**What you will do**
Reproduce the material below verbatim, omitting the pictures.

**Entries provided**
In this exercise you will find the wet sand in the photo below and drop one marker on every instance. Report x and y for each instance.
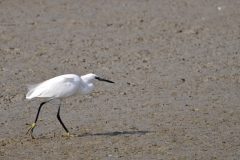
(175, 63)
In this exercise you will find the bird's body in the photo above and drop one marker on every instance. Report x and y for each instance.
(60, 87)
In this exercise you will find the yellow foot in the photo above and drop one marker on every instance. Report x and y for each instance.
(30, 130)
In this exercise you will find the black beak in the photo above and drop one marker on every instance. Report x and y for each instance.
(105, 80)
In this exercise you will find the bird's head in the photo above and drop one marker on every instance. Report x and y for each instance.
(89, 78)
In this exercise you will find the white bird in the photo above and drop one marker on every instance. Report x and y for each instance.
(61, 87)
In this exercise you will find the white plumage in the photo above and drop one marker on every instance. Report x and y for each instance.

**Response for this exercise**
In this exercise you will find the wet sand in the photo below and drop one marker on every instance. Report x and y for each instance.
(175, 63)
In this exercise you will find the bird's body in the photo above and drop one marker on every instance. Report x and y for each instance.
(60, 87)
In this exercise you will find the yellow foot in the photo above and drop one marker on every instance. Report x and y for each instance.
(30, 130)
In this exercise you will find the black beak in the photo above and drop one marker on every instance. Report x and y for each instance.
(105, 80)
In this exercise you will find the bird's head in the photo above and drop one marker on every instance. Report x and y for each instance.
(89, 78)
In this exercise you will find the white bird in the photo above and drop one marker on every instance. Report x and y for each instance.
(61, 87)
In this exercise you will find the white plumage in the photo above and drop one marker on every instance. Report x and y for each instance.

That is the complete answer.